[Stored data entries]
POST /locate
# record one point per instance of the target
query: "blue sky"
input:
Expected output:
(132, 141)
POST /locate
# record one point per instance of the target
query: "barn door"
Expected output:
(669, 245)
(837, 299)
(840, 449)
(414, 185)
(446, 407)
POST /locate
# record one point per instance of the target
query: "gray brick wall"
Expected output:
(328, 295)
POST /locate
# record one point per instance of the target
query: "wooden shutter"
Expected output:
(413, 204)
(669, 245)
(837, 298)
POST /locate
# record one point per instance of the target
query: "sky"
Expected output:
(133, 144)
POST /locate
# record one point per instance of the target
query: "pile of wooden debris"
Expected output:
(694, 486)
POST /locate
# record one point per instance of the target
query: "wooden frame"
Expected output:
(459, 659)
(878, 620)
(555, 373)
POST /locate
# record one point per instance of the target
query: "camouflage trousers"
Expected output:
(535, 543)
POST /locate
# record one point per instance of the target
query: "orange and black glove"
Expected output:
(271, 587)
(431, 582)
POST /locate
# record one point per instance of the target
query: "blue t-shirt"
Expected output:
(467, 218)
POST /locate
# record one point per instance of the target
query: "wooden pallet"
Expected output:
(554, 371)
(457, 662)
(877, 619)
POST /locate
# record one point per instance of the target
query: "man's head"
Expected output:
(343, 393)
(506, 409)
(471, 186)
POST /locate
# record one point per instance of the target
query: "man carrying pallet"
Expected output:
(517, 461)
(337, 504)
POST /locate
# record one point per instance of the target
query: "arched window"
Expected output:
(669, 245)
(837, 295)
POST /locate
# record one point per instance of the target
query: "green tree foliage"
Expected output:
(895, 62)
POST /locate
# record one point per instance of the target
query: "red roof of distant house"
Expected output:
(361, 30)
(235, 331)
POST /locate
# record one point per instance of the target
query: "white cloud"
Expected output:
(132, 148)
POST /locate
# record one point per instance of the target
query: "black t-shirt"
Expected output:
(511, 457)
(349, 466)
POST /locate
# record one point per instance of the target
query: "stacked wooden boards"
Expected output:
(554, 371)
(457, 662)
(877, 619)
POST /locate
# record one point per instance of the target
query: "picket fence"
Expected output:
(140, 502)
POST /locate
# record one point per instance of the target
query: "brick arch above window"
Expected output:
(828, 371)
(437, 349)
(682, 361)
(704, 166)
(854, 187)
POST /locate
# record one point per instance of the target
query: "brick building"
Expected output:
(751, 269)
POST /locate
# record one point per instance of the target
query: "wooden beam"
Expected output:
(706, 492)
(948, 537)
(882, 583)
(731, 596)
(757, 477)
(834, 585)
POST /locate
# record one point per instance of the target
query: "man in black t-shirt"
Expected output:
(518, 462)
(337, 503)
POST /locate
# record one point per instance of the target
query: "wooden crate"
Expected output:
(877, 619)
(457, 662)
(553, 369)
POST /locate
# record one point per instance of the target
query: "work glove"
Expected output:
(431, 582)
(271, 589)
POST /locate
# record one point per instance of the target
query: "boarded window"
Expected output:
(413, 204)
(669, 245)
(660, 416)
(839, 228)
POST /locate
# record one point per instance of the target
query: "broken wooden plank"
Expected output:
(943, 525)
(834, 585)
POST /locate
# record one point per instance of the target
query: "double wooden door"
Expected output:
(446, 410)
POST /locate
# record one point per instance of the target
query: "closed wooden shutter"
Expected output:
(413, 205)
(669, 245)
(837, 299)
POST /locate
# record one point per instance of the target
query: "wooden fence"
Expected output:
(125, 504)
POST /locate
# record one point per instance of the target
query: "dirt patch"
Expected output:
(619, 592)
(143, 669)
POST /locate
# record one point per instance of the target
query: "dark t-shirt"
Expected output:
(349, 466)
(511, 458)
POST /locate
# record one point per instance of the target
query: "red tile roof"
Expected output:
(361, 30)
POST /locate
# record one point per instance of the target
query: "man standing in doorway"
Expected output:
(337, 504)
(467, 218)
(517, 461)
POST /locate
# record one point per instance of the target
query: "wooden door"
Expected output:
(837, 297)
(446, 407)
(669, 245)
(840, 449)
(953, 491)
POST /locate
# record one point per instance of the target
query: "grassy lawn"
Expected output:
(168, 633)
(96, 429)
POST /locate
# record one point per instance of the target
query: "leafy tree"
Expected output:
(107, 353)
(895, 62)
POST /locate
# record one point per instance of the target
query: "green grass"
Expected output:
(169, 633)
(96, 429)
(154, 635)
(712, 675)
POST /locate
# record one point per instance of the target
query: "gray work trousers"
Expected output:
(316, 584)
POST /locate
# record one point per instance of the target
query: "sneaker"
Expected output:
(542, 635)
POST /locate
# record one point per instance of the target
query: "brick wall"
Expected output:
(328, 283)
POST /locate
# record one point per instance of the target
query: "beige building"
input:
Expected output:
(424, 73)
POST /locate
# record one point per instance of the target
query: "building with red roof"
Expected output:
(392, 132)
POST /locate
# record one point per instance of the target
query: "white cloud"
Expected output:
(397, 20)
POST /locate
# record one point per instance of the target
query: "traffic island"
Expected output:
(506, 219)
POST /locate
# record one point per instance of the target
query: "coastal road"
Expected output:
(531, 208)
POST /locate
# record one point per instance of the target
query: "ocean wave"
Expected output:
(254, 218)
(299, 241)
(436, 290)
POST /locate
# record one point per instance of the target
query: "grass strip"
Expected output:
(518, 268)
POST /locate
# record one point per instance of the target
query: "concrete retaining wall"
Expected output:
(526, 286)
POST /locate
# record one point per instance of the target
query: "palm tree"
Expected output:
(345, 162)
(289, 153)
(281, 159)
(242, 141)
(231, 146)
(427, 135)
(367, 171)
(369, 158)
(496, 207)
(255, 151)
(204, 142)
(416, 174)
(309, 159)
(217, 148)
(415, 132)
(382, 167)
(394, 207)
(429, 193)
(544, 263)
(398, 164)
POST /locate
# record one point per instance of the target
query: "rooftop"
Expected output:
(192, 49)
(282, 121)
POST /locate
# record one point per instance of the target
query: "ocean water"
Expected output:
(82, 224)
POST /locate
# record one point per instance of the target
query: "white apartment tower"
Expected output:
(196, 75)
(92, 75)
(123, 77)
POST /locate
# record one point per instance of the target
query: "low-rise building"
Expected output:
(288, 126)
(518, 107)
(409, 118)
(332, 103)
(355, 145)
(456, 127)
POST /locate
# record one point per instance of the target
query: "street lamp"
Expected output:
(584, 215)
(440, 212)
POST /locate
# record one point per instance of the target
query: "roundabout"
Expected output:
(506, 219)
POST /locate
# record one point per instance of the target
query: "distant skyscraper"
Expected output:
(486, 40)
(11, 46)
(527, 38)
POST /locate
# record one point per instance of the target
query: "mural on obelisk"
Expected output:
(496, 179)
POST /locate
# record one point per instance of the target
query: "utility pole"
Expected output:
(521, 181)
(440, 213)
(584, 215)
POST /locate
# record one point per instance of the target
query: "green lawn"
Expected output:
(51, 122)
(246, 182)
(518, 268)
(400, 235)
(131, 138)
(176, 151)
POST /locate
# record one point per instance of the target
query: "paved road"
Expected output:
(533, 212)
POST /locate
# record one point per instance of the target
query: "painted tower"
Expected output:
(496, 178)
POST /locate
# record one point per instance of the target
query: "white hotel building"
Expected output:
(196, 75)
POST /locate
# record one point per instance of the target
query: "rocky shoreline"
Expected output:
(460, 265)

### Exercise description:
Exactly as given, repeat every record above.

### Result of this task:
POST /locate
# record one point per instance of the target
query: "blue sky"
input:
Expected output:
(132, 141)
POST /locate
# record one point per instance of the target
query: "barn door"
Expected output:
(669, 245)
(837, 299)
(840, 449)
(414, 185)
(446, 407)
POST /locate
# record one point per instance of the target
query: "gray brick wall"
Expected output:
(328, 295)
POST /locate
# record one point per instance of the target
query: "wooden shutter"
Expected output:
(413, 204)
(669, 245)
(837, 298)
POST /locate
# record one point per instance of the target
query: "sky"
Expected output:
(133, 144)
POST /locate
# record one point per instance of the target
query: "pile of wooden debris"
Expected output:
(694, 486)
POST /locate
# record one point per instance of the target
query: "wooden frame"
Expected output:
(459, 659)
(878, 620)
(555, 373)
POST /locate
# record one point per instance of the target
query: "camouflage trousers"
Expected output:
(535, 543)
POST /locate
# record one point per instance of the target
query: "orange and black glove"
Expected output:
(271, 587)
(431, 582)
POST /locate
# record one point per instance of the target
query: "blue t-shirt"
Expected output:
(467, 218)
POST /locate
# record one point per instance of the target
query: "wooden pallet"
Expected output:
(554, 371)
(457, 662)
(877, 619)
POST /locate
# record one point per instance of the target
query: "man's head"
Expected output:
(343, 393)
(506, 409)
(471, 186)
POST /locate
# record one point per instance of the target
query: "man carrying pallet"
Expected output:
(517, 461)
(337, 504)
POST /locate
# record one point per instance of the target
query: "arched window"
Expected output:
(669, 245)
(837, 295)
POST /locate
# record one point per instance of the target
query: "green tree foliage"
Expected output:
(895, 62)
POST /locate
# record one point per instance of the target
query: "red roof of distant house"
Expected output:
(361, 30)
(235, 331)
POST /locate
# record one point per instance of the target
query: "white cloud"
Expected output:
(132, 148)
POST /locate
# record one point per instance of the target
query: "black t-shirt"
Expected output:
(511, 457)
(349, 466)
POST /locate
# record one point per instance of the target
query: "stacked wooden boards"
Expected output:
(554, 371)
(457, 662)
(877, 619)
POST /locate
# record one point per instance of the target
query: "picket fence"
Expected output:
(140, 502)
POST /locate
# record one point per instance of the target
query: "brick arch above window"
Expected output:
(828, 371)
(437, 349)
(682, 361)
(704, 166)
(854, 187)
POST /locate
# record one point per instance of the target
query: "brick building"
Expected output:
(751, 269)
POST /locate
# record one point per instance of the target
query: "wooden beam"
Expected output:
(706, 492)
(948, 537)
(882, 583)
(731, 596)
(757, 477)
(834, 585)
POST /locate
# record one point per instance of the target
query: "man in black t-shirt"
Expected output:
(518, 462)
(337, 503)
POST /locate
# record one point per instance of the target
query: "wooden crate"
Expected output:
(877, 619)
(457, 662)
(553, 369)
POST /locate
# record one point per instance of the target
query: "work glove"
Expected output:
(431, 582)
(271, 589)
POST /locate
# record one point per instance of the target
query: "boarded window"
Expected output:
(413, 204)
(669, 245)
(660, 416)
(839, 228)
POST /locate
# record one point per instance of the target
query: "broken wooden plank"
Expected output:
(943, 525)
(834, 585)
POST /locate
# record one point per instance of the target
query: "double wooden door"
Expected output:
(446, 410)
POST /locate
# record one point per instance of the target
query: "closed wooden shutter"
Expected output:
(413, 205)
(669, 245)
(837, 299)
POST /locate
# record one point per instance of the target
query: "wooden fence"
Expected output:
(125, 504)
POST /locate
# record one point per instance of the target
query: "dirt patch"
Expected output:
(619, 592)
(143, 669)
POST /locate
# record one point per instance of the target
query: "dark t-shirt"
Expected output:
(349, 466)
(511, 458)
POST /locate
# record one point per instance of the target
query: "red tile roof"
Expected output:
(361, 30)
POST /locate
# record one point per instance of the target
query: "man standing in doorway"
Expected output:
(337, 504)
(467, 218)
(517, 461)
POST /locate
# record one point per instance of the target
query: "wooden door"
Expected output:
(837, 297)
(446, 407)
(669, 245)
(840, 449)
(953, 491)
POST /locate
# record one point per instance of the target
query: "grassy lawn"
Expected output:
(168, 633)
(96, 429)
POST /locate
# record one point per instance of the target
query: "leafy tree"
Expected output:
(107, 353)
(895, 62)
POST /locate
# record one point per instance of the target
query: "green grass"
Expected output:
(169, 633)
(96, 429)
(154, 635)
(712, 675)
POST /locate
# record one point per instance of the target
query: "gray work trousers"
Expected output:
(316, 584)
POST /locate
# record one point per instance of the target
query: "sneaker"
Expected output:
(542, 635)
POST /locate
# record one point per instance of the target
query: "brick wall"
Expected output:
(328, 283)
POST /locate
# record one point per instance of the target
query: "beige building"
input:
Expected output:
(424, 73)
POST /locate
# record one point per instance of the target
query: "building with red roof"
Expected output:
(392, 132)
POST /locate
# record one point per instance of the target
query: "white cloud"
Expected output:
(397, 20)
POST /locate
# record one point per instance of the target
query: "traffic island"
Expected output:
(506, 219)
POST /locate
# record one point per instance of the target
query: "coastal road"
Expected output:
(531, 208)
POST /locate
# record one point per instance of the target
query: "ocean wave"
Expected output:
(254, 218)
(299, 241)
(436, 290)
POST /locate
# record one point per instance of the target
query: "grass strip"
Expected output:
(518, 268)
POST /locate
# record one point per instance of the target
query: "concrete retaining wall"
Expected output:
(526, 286)
POST /locate
# record one point per instance of the target
query: "palm tree"
Expected output:
(345, 162)
(289, 153)
(281, 159)
(242, 141)
(231, 146)
(427, 135)
(367, 171)
(369, 158)
(496, 207)
(255, 151)
(204, 142)
(416, 174)
(309, 159)
(217, 148)
(415, 132)
(382, 167)
(394, 207)
(429, 193)
(544, 263)
(398, 164)
POST /locate
# record one point per instance of the target
query: "rooftop"
Expected output:
(192, 49)
(282, 121)
POST /locate
# record one point per instance of the target
query: "ocean water"
Expected output:
(82, 224)
POST /locate
# record one point per instance of the target
query: "white apartment tower"
Expected output:
(196, 75)
(92, 75)
(123, 77)
POST /locate
# record one point per instance of the target
query: "low-rise building"
Expected output:
(288, 126)
(518, 107)
(409, 118)
(332, 103)
(355, 145)
(456, 127)
POST /locate
# record one point per instance of the target
query: "street lamp"
Expected output:
(584, 215)
(440, 212)
POST /locate
# record one point per instance of the target
query: "roundabout"
Expected output:
(506, 219)
POST /locate
# record one point per instance of the target
query: "distant skyscraper"
Expected output:
(486, 40)
(11, 46)
(527, 38)
POST /locate
# record one point per instance of the target
query: "mural on obelisk"
Expected output:
(496, 179)
POST /locate
# record one point per instance of the target
query: "utility pole"
Expected output:
(521, 181)
(440, 213)
(584, 215)
POST /locate
# record one point per instance of the target
query: "green lawn"
Expected output:
(51, 122)
(246, 182)
(518, 268)
(400, 235)
(131, 138)
(176, 151)
POST /locate
# record one point per instance of the target
query: "paved road"
Expected output:
(533, 212)
POST /locate
# record one point per instance of the target
query: "painted tower"
Expected output:
(496, 178)
POST /locate
# record one point per instance of the target
query: "white hotel building"
Expected output:
(196, 75)
POST /locate
# record one point per instance of the target
query: "rocky shoreline"
Expected output:
(460, 265)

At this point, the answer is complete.